June 22, 2019
by Dave Graybeal
Jesus has been on a whirlwind healing tour for a couple of chapters by now. He’s cleansed a leper. He’s healed a centurion’s servant. He’s relieved Peter’s mother-in-law of her fever. He’s cast out a demonic spirit from a man from the other side of the lake. He’s not only healed a paralyzed man but forgiven him of his sins. In the passage right before today’s reading, he’s raised a young girl from death back to life and healed a woman who had been hemorrhaging for many years. And here he is today, giving sight to the blind and voice to the mute. There doesn’t seem to be any realm of human illness that Jesus can’t heal and make whole.
As a child, I remember being amazed by all these stories in the Gospels of Jesus healing all these people of their various ailments. But after my dad became sick and died from cancer my senior year in college, I began to become more annoyed by these stories. I had prayed for my dad to be healed. Others had prayed for him to be healed. If Jesus had asked us the same question he asked those two blind men, whether we believed he was able to heal my dad, we all would have affirmed absolutely yes, we did. But Jesus didn’t heal him of his cancer. Why not? Did we not have enough faith? Or what may have been worse, did he really not have enough power?
As I served as a student chaplain on the oncology unit of Emory’s downtown Atlanta hospital, and as I have since then served for nearly twenty years in pastoral ministry, I have prayed along with patients and parishioners and their family members and fellow church members and friends for Jesus to heal them of their various illnesses. Some have received the gift of healing, but many, if not most, did not, at least not in the way we prayed for them to be healed. Again, how do we make sense of these stories of Jesus healing so many when so many for whom we have prayed go unhealed?
One of the voices who has helped me better understand and appreciate these healing stories of Jesus is Rachel Held Evans, a New York Times bestselling author and popular blogger, speaker and conference organizer who died this May at the age of 37 from an infection, despite the fervent prayers of so many for her healing.
In her last book, Inspired, in which she describes falling in love with the Bible again, Rachel discussed the healing stories of Jesus. She wrote, “the point isn’t just that Jesus healed these people; the point is that Jesus touched these people. He embraced them just as he embraced other disparaged members of society, often regarded as ‘sinners’ by the religious and political elite—prostitutes, tax collectors, Samaritans, Gentiles, the sick, the blind, and the deaf.” It was the healing hands of Jesus, to echo our annual conference theme, touching the often untouched with his compassion and grace.
She also draws out the eschatological, future-oriented meaning of these healing stories, which has implications for us here in the present. “The miracles of Jesus,” she wrote, “prefigure a future in which there is no more suffering, no more death, no more stigmatization, no more exclusion, no more chaos. They show us what it looks like for God’s will to be done on earth as it is in heaven, and they invite us to buy into that future now, with every act of compassion and inclusion, every step toward healing and reconciliation and love.” In other words, these healing stories of Jesus invite each one of us to be about the healing work of Jesus in the world today, to be the healing hands of Jesus.
So how are we doing with that? How are you doing with that? How am I doing with that? As Rachel went on to ask, “Am I including the people who are typically excluded? Am I feeding the hungry and caring for the sick? Am I holding the hands of the homeless and offering help to addicts? Am I working to break down religious and political barriers that marginalize ethnic, religious, and sexual minorities and people with disabilities? Am I behaving as though life is more than a meaningless, chaotic mess, that there is some order in the storm?”
I invite you to pray with me: Have mercy on me, Son of David. Heal me by your grace. Give sight to the blind and voice to the mute, beginning with me. Help me to be your healing hands in your world. Amen.

*Problems to work on*
**A)** Output the reflection's wording verbatim, starting at the words "I invite you" and stopping after "your world. Amen.".
**B)** In the reflection, the quotation from Rachel Held Evans names the disparaged members of society whom Jesus embraced. List every group it names.
The items after this point are separate material and not part of the reflection.

*Dataset records*
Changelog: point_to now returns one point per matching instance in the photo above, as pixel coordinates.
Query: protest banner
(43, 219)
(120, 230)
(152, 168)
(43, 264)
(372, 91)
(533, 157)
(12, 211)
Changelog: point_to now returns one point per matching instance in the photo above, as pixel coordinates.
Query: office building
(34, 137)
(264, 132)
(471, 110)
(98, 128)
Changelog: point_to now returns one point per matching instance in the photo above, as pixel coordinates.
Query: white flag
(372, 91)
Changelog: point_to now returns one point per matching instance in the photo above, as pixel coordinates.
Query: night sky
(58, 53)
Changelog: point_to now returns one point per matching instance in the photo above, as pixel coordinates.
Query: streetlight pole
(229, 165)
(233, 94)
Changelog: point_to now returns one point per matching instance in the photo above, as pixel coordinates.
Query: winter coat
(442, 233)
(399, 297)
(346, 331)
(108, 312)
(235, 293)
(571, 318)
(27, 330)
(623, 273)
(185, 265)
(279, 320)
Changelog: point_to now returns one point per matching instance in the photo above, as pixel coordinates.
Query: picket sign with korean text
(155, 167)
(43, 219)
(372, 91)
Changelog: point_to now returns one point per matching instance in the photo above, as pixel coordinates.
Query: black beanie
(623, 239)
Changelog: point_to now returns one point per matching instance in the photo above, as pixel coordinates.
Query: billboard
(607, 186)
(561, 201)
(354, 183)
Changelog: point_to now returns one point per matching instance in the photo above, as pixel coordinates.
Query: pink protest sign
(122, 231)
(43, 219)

*Solutions to the tasks*
**A)**
I invite you to pray with me: Have mercy on me, Son of David. Heal me by your grace. Give sight to the blind and voice to the mute, beginning with me. Help me to be your healing hands in your world. Amen.

**B)**
- prostitutes
- tax collectors
- Samaritans
- Gentiles
- the sick
- the blind
- the deaf